**Passage:**
====================

That's pretty much what I do in my spare time as this topic truly intrigues me. I've probably learned more about AAS than what I'm going to school for in the last year or so, lol. Sorry to hear about your ankle!

Another nerd, awesome lmao!! Just playing. You didn't have to tell me about it though, it's been evidenced throughout many of your posts. What I've learned about school is this: you get taught things that may be old or outdated and by professors with built in biases. School to me is not so much about the actual learning you do but about understanding the process of learning and how to use that as a foundation to teach yourself. Being able to read through studies and research articles, critiquing methodologies, looking for bias in the experimenters, etc you learn to dissect information that school might not teach you due to time, bias, use of outdated materials etc.

Thanks for the sympathy. Just got back from the doctor and hospital, said I either just strained something or may have a small stress fracture. I'm more pissed I had to miss a training day than anything. Got an x-ray and will hear back tomorrow. For now ice and aleve lol.
 
Alright! So all is on track now! Got my bloods two weeks after dropping the Tren and reducing the cycle to 70mg/ed Test P with 25mg/ed Arom for the first week and 12.5mg/ed Armom the second week.
As you can see my liver made 100% fucking recovery! Thank God! And my estro is in the sweet spot!! Fuck yeah! Im really relieved right now! Unfortunately I had to use another Lab because of my location and these guys cap out your Test at 1500 so I have no idea where my real Test levels are at, it could be 1501 or it could be fucking 5001 who knows. That shit is really annoying.

====================

**Recorded data:**

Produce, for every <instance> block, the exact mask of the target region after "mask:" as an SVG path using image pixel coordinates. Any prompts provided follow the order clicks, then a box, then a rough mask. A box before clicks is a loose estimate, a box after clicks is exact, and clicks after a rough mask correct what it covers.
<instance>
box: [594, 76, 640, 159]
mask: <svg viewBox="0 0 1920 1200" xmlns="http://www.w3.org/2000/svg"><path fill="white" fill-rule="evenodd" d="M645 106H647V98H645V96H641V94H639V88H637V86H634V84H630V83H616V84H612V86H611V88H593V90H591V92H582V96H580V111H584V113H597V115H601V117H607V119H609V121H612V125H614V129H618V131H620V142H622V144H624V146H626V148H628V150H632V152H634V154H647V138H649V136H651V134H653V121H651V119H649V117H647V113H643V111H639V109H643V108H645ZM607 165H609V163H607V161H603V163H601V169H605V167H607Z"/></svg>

====================

**Directions:**
• a. According to the forum thread, at what value does the lab used for the latest blood work cap testosterone results?
• b. Retype the portion of the forum thread starting with "As you can see" and going on through "is really annoying.".

**Written responses:**
• a. 1500

• b.
As you can see my liver made 100% fucking recovery! Thank God! And my estro is in the sweet spot!! Fuck yeah! Im really relieved right now! Unfortunately I had to use another Lab because of my location and these guys cap out your Test at 1500 so I have no idea where my real Test levels are at, it could be 1501 or it could be fucking 5001 who knows. That shit is really annoying.